Biographie universelle ancienne et moderne Jeanne II, reine de Naples, fille de Charles III de
Duras, succéda en 1414 à Ladislas, son
frère, et mourut en 1435. Elle était déjà nubile à la mort de son père, en 1386, tandis que Ladislas, son
frère, n'avait encore que dix ans. Jeanne, pendant la régence de Marguerite de
Duras, sa mère, fut souvent fugitive de ville en ville devant le parti d'
Anjou qui triomphait ; mais, lorsque Ladislas fut majeur, il assura la victoire au parti de
Duras, et il en profita pour procurer à sa sur un
mariage avantageux : Jeanne épousa en 1404 Guillaume, fils de Léopold III,
duc d'Autriche ; mais Guillaume mourut dès l'année 1406, et Jeanne revint à la cour de son
frère. Elle y fut témoin des
débordements de Ladislas, et portée déjà par elle-même
à la galanterie, elle s'y abandonna sans retenue.
Ladislas étant mort sans
enfants le 06 août 1414, elle lui succéda. Aussitôt elle produisit au grand
jour ses favoris et elle les combla de biens et se dignités. Le premier fut Pandolfello Alopo, homme de basse naissance, que sa figure seule lui avait fait distinguer : elle le nomma grand
sénéchal du royaume. Elle avait en même temps d'autres amants, et elle crut pouvoir se donner aussi un mari ; mais Jacques, comte de la
Marche, qu'elle épousa le 10 août 1415, ne se contenta pas de réprimer ces désordres : il les punit avec perfidie et férocité. Pandolfello Alopo périt dans des tourments atroces ; d''autres favoris de la reine furent également livrés au supplice, et Jeanne, prisonnière de son mari, fut privée de la
couronne dont elle-même lui avait fait part. Un vieux chevalier français lui avait été donné pour geôlier : il ne la perdait pas de
vue un instant. Les sujets de Jeanne s'indignèrent de la voir réduite à une si honteuse captivité : ils prirent les armes en sa faveur le 13 septembre 1416, et Jacques, après avoir été le tyran, ne fut plus que le premier serviteur de sa femme, souvent même son prisonnier, jusqu'en 1419, que, s'étant échappé du palais, il retourna en France. Le premier usage que fit Jeanne de la
liberté qu'elle recouvra fut de se donner un nouveau favori : son choix se fixa sur Gianni Caraccioli, et elle lui demeura constante,
sinon fidèle, jusque près de la fin de sa vie.

» Consigne:
Recopiez fidèlement, dans la notice sur Jeanne II de Naples, le passage allant de « Biographie universelle ancienne » jusqu'à « abandonna sans retenue. » inclus.

Extrait d'un fichier de données:
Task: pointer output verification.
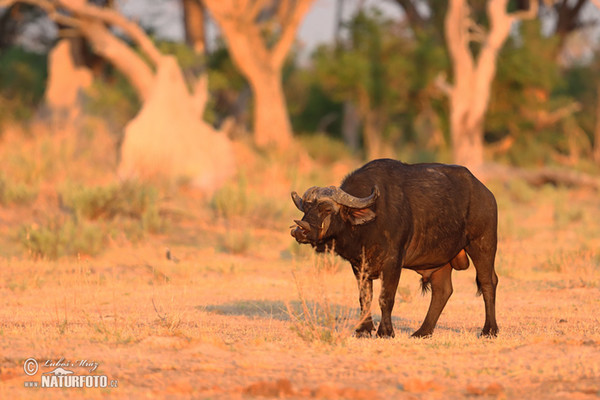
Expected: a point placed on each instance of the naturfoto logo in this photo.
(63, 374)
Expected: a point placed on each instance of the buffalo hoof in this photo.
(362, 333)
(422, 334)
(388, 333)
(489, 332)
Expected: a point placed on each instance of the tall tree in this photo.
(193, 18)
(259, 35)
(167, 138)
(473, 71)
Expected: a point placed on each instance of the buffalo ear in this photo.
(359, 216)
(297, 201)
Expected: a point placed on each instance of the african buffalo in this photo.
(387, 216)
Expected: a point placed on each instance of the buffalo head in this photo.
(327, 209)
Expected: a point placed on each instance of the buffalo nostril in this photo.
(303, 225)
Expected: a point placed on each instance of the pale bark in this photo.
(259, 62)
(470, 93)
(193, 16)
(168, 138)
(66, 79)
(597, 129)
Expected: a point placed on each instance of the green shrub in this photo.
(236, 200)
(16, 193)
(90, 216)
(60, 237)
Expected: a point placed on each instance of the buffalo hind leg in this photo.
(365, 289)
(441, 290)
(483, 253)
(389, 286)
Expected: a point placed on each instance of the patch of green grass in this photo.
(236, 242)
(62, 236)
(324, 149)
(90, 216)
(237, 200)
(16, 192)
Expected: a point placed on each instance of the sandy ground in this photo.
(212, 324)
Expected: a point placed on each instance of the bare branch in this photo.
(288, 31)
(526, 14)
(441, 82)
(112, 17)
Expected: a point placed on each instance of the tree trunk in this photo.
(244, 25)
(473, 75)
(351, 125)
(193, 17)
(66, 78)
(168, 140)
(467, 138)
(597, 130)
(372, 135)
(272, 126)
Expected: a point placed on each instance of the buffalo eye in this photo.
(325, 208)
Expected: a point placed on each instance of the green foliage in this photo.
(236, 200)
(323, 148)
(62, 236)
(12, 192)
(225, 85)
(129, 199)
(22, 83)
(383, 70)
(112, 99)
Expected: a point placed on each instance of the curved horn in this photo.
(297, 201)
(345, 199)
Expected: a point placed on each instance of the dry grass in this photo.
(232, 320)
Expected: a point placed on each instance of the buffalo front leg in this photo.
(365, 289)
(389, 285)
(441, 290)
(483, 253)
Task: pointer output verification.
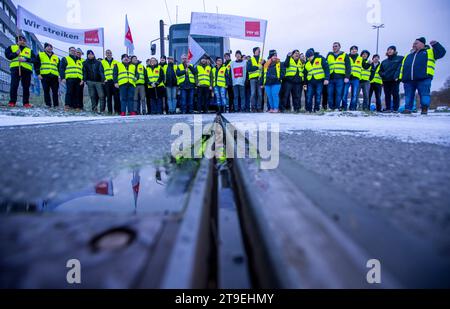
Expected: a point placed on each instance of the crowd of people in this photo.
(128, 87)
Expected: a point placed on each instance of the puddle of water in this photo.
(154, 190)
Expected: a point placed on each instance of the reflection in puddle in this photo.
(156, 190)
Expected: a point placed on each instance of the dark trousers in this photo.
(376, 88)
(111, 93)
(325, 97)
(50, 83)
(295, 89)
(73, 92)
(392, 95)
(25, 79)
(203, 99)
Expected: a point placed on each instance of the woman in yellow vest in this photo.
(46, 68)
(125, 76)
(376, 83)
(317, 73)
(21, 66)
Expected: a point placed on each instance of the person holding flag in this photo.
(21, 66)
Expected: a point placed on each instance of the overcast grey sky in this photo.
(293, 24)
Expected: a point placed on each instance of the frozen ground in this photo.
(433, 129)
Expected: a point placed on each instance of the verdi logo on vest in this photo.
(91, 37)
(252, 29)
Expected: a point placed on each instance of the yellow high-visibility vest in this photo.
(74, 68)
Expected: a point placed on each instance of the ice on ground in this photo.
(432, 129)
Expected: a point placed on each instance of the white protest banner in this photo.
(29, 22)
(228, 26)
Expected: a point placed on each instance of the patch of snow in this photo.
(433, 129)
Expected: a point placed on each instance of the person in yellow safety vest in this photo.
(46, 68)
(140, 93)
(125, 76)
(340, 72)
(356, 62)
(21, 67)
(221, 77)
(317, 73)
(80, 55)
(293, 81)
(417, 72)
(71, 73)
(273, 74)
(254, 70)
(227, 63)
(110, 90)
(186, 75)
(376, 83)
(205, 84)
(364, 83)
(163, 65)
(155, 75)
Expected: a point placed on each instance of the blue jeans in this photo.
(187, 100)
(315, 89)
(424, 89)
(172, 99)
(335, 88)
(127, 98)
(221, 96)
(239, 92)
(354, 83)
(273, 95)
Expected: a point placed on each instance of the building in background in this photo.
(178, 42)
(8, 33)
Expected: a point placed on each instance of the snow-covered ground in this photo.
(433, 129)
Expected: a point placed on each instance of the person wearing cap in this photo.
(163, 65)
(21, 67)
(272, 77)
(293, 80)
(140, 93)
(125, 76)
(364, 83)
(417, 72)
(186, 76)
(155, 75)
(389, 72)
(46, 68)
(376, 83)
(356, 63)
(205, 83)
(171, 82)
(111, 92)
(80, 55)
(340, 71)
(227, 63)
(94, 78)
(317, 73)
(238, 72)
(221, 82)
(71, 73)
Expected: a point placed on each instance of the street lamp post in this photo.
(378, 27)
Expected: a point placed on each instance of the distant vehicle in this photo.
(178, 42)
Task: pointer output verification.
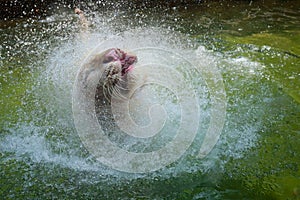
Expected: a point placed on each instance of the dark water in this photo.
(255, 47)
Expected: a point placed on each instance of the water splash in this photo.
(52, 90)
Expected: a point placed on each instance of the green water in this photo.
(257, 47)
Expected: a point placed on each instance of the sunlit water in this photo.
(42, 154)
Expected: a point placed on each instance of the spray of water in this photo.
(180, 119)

» Réponse attendue:
Biographie universelle ancienne et moderne Jeanne II, reine de Naples, fille de Charles III de
Duras, succéda en 1414 à Ladislas, son
frère, et mourut en 1435. Elle était déjà nubile à la mort de son père, en 1386, tandis que Ladislas, son
frère, n'avait encore que dix ans. Jeanne, pendant la régence de Marguerite de
Duras, sa mère, fut souvent fugitive de ville en ville devant le parti d'
Anjou qui triomphait ; mais, lorsque Ladislas fut majeur, il assura la victoire au parti de
Duras, et il en profita pour procurer à sa sur un
mariage avantageux : Jeanne épousa en 1404 Guillaume, fils de Léopold III,
duc d'Autriche ; mais Guillaume mourut dès l'année 1406, et Jeanne revint à la cour de son
frère. Elle y fut témoin des
débordements de Ladislas, et portée déjà par elle-même
à la galanterie, elle s'y abandonna sans retenue.